- Data lines -
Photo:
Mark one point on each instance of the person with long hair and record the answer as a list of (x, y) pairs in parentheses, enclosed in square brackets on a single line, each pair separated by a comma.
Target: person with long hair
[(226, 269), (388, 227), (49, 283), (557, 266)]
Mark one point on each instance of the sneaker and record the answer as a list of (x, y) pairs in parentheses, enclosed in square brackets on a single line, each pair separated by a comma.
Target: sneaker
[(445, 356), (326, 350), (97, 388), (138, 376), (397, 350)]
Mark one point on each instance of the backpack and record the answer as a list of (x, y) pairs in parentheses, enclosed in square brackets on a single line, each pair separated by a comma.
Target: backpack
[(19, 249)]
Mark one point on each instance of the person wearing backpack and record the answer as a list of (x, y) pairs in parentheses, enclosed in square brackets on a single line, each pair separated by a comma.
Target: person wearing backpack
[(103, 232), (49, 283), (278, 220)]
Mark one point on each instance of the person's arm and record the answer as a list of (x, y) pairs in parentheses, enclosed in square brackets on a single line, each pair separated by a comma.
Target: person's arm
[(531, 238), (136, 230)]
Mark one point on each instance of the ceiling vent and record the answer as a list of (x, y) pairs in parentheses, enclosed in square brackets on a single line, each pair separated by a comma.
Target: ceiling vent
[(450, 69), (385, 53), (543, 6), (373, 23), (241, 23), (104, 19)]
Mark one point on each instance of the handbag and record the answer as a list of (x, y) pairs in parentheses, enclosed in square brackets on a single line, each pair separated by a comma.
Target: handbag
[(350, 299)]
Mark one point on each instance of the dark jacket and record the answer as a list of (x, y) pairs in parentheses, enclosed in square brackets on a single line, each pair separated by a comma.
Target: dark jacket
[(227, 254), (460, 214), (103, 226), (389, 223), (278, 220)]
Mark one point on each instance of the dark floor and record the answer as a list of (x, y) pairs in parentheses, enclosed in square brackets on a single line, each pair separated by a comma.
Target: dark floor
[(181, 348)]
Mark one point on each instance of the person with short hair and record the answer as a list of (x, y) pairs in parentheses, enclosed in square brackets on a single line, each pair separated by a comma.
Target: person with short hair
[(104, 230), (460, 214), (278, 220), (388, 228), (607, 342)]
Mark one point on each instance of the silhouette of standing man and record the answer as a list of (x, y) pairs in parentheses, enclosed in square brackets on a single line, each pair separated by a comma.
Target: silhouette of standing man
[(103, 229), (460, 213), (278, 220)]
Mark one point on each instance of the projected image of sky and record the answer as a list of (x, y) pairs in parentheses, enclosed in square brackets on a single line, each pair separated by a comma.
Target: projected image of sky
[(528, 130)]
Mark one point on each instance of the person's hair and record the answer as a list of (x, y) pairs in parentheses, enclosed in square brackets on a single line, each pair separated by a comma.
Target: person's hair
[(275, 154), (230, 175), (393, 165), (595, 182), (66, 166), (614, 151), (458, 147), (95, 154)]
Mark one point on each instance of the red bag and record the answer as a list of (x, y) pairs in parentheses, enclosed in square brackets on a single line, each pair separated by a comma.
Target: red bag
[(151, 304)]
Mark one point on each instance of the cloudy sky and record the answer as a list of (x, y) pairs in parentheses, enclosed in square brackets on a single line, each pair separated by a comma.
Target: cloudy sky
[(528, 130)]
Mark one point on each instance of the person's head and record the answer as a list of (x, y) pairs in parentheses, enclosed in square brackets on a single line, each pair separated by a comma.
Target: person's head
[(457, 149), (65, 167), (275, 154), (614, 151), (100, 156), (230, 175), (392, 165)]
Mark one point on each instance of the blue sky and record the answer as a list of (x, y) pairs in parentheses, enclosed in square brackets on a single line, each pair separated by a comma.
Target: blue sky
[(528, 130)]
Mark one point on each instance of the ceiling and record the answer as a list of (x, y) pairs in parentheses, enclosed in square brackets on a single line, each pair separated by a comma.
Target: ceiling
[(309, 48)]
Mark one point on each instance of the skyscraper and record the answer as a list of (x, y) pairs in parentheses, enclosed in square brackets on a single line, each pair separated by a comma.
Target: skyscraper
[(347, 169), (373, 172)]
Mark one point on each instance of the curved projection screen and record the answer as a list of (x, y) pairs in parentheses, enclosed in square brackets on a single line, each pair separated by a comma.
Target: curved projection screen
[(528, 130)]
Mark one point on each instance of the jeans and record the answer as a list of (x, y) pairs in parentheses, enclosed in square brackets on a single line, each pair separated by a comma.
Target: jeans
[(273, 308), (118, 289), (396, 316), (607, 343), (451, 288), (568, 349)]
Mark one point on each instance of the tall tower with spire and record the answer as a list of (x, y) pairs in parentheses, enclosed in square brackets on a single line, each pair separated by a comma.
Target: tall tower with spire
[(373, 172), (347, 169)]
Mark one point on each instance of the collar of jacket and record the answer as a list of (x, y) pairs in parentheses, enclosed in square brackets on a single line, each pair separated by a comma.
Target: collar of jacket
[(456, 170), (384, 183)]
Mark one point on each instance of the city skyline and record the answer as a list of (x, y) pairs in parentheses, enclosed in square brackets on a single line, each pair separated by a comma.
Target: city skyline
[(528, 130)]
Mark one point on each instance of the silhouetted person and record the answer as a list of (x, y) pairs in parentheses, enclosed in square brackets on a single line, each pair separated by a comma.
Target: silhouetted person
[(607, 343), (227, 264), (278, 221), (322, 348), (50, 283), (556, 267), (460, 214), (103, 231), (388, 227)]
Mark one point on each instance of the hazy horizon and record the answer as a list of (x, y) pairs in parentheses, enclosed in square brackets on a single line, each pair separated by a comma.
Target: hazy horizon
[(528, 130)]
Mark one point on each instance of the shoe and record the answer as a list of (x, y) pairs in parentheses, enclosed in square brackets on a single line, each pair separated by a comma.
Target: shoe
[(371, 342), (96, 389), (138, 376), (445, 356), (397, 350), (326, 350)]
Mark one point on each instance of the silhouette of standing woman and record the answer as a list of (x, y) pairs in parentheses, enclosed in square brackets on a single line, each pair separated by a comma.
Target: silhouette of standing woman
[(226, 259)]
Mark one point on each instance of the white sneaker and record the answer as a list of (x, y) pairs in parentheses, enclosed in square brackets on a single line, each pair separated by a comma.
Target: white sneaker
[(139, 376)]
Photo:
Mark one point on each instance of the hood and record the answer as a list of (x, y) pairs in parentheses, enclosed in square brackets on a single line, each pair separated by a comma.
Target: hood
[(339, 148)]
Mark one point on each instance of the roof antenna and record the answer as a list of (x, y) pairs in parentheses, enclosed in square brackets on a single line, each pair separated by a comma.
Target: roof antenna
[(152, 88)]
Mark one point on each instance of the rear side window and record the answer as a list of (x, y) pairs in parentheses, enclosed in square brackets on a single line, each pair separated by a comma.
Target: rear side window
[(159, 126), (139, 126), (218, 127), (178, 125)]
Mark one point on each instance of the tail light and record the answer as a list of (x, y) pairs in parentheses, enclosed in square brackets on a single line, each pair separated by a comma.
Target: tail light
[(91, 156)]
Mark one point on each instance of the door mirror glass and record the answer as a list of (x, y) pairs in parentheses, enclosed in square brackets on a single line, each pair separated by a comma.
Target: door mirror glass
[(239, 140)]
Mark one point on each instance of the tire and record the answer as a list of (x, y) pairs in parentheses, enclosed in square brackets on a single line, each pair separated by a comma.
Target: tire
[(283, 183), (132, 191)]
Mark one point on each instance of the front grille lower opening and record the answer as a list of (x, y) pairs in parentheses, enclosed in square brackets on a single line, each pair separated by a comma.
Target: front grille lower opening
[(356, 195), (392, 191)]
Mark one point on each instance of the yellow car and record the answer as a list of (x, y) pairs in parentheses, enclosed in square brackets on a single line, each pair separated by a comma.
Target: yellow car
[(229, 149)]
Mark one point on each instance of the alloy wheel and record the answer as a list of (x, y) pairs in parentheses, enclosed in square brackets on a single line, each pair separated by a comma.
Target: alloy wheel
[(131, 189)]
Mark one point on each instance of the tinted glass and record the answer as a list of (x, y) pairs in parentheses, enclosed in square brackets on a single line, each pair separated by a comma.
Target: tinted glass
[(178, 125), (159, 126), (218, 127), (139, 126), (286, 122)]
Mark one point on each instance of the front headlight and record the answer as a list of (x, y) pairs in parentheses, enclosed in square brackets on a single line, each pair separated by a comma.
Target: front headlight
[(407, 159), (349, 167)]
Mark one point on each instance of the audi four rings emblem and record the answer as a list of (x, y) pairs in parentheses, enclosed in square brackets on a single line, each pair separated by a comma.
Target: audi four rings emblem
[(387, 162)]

- What the task asks -
Starting at the line that contains "Mark one point on each instance of the dark floor" and stopping after the line that contains "[(103, 229), (460, 213), (278, 220)]", can you format those entries as a two-column CSV headed request and answer, with one row per entry, each field in double quotes, and line breaks replaced by spaces?

- The response -
request,answer
"Mark one point on each instance of the dark floor and record the answer as a list of (x, y) pairs in parentheses, enclosed in square brackets on a single line, each pair separated by a comma. Target: dark floor","[(181, 348)]"
"Mark one point on each instance of the person with short hair and record the answer as a list of (x, y) pairs in parentheses, enclosed in square brackets on a single line, each pair separated by a comma. Target: person with short hair","[(104, 230), (460, 214), (278, 220), (388, 228), (607, 342)]"
"Mark one point on each instance of the silhouette of standing man and record the answer as a list of (x, y) pairs in parentheses, enclosed in square brackets on a single line, each pair separated by a comma. Target: silhouette of standing man","[(103, 229), (460, 213), (278, 220)]"